(Página):
----
O Coronel Muammar Gaddafi era recém chegado ao palco mundial, quando compareceu à reunião da Cúpula Árabe no Cairo em setembro de 1970, exatamente um ano depois de ter chegado ao poder na Líbia, à frente de golpe bem-sucedido – jovem de apenas 27 anos –, que derrubara o rei Idriss, 80.
Em uniforme militar, com revólver à cinta, o fulgurante jovem militar queria ser visto como um “Che Guevara Árabe”. Os árabes reunidos no Egito tinham a tarefa de encontrar solução para o sangrento confronto que varria Amman entre o rei Hussein e os palestinos, conhecido como o “Setembro Negro”.
Gaddafi, protegido do presidente egípcio Gamal Abdul Nasser, ostensivamente pró nacionalismo árabe, estava furioso com Hussein. Com palavras estranhamente adequadas para hoje, Gaddafi latiu que “Estamos enfrentando um louco, Hussein, que quer matar o próprio povo. Temos de mandar alguém lá prendê-lo, algemá-lo, obrigá-lo a parar com o que está fazendo e metê-lo num hospício!”
O rei Faisal da Arábia Saudita, velho e sábio, disse, calmo: “Acho que você não pode dizer que um rei árabe é louco e deve ser metido num hospício”. Gaddafi insistiu: “Mas ele é louco! Toda a família dele é louca!” -- Gaddafi falava do pai de Hussein, o rei Talal, que abdicara em 1951, por estar mentalmente doente e incapaz de governar a Jordânia.
----
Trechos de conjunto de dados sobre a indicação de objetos

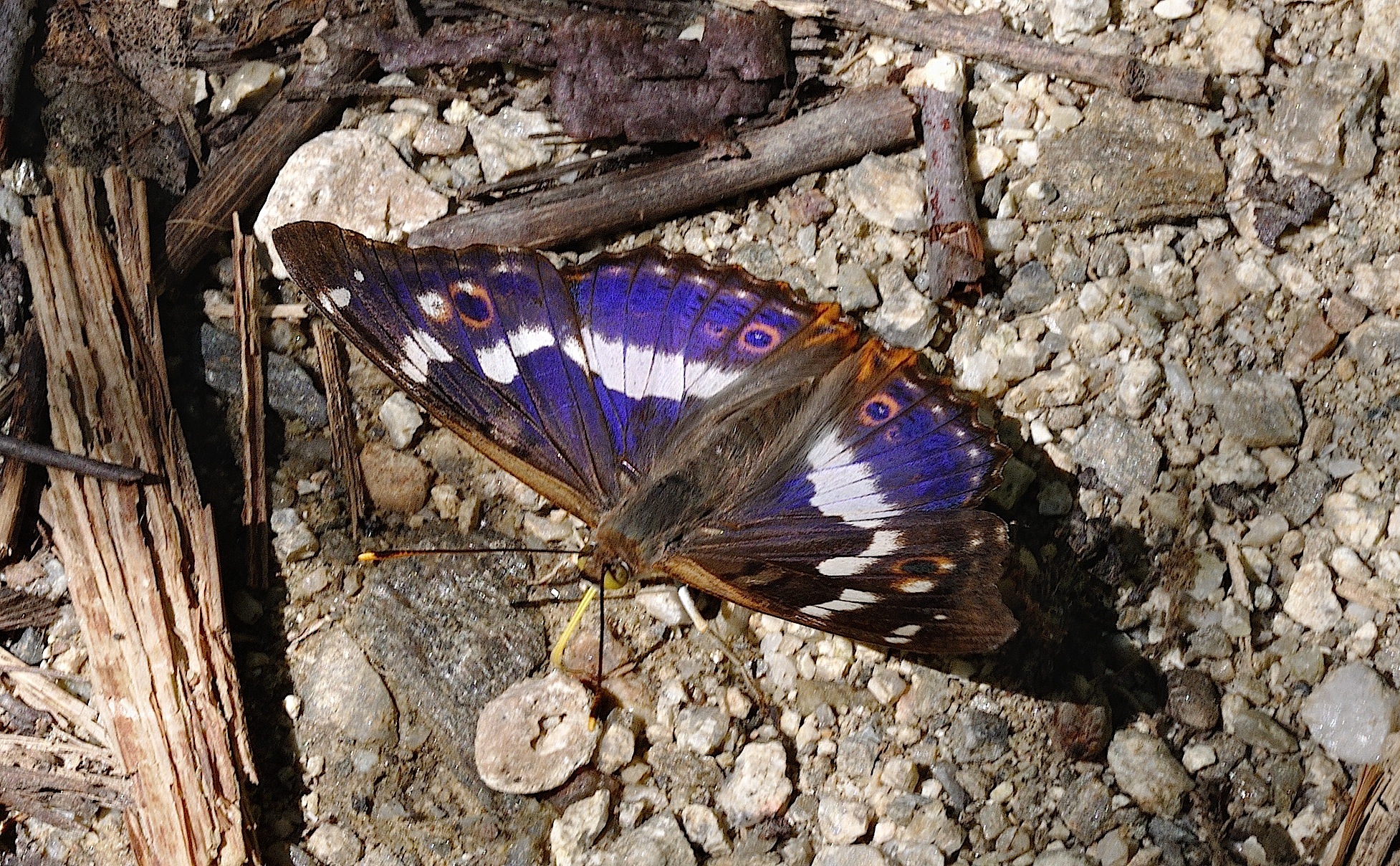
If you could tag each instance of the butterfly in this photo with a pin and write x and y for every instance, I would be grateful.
(707, 425)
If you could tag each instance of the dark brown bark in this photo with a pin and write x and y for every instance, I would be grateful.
(825, 138)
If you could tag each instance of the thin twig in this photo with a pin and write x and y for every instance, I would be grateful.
(818, 141)
(972, 37)
(955, 251)
(363, 89)
(340, 411)
(54, 459)
(248, 325)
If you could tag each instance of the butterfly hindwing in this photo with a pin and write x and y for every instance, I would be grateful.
(433, 321)
(927, 586)
(892, 442)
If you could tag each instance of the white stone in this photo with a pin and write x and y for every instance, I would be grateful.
(1070, 19)
(401, 418)
(504, 141)
(1351, 712)
(1174, 10)
(1381, 38)
(758, 788)
(576, 830)
(1238, 41)
(355, 180)
(1140, 381)
(1310, 599)
(252, 83)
----
(O que fazer):
[a] Reproduza na íntegra o texto sobre Gaddafi na Cúpula Árabe do Cairo, sem alterar nada.
[b] Copie fielmente as linhas da listagem, começando pela linha que contém "If you could tag each instance of the butterfly hindwing" e parando ao chegar ao fim da listagem.

(Respostas por tarefa):
[a]
O Coronel Muammar Gaddafi era recém chegado ao palco mundial, quando compareceu à reunião da Cúpula Árabe no Cairo em setembro de 1970, exatamente um ano depois de ter chegado ao poder na Líbia, à frente de golpe bem-sucedido – jovem de apenas 27 anos –, que derrubara o rei Idriss, 80.
Em uniforme militar, com revólver à cinta, o fulgurante jovem militar queria ser visto como um “Che Guevara Árabe”. Os árabes reunidos no Egito tinham a tarefa de encontrar solução para o sangrento confronto que varria Amman entre o rei Hussein e os palestinos, conhecido como o “Setembro Negro”.
Gaddafi, protegido do presidente egípcio Gamal Abdul Nasser, ostensivamente pró nacionalismo árabe, estava furioso com Hussein. Com palavras estranhamente adequadas para hoje, Gaddafi latiu que “Estamos enfrentando um louco, Hussein, que quer matar o próprio povo. Temos de mandar alguém lá prendê-lo, algemá-lo, obrigá-lo a parar com o que está fazendo e metê-lo num hospício!”
O rei Faisal da Arábia Saudita, velho e sábio, disse, calmo: “Acho que você não pode dizer que um rei árabe é louco e deve ser metido num hospício”. Gaddafi insistiu: “Mas ele é louco! Toda a família dele é louca!” -- Gaddafi falava do pai de Hussein, o rei Talal, que abdicara em 1951, por estar mentalmente doente e incapaz de governar a Jordânia.

[b]
If you could tag each instance of the butterfly hindwing in this photo with a pin and write x and y for every instance, I would be grateful.
(433, 321)
(927, 586)
(892, 442)
If you could tag each instance of the white stone in this photo with a pin and write x and y for every instance, I would be grateful.
(1070, 19)
(401, 418)
(504, 141)
(1351, 712)
(1174, 10)
(1381, 38)
(758, 788)
(576, 830)
(1238, 41)
(355, 180)
(1140, 381)
(1310, 599)
(252, 83)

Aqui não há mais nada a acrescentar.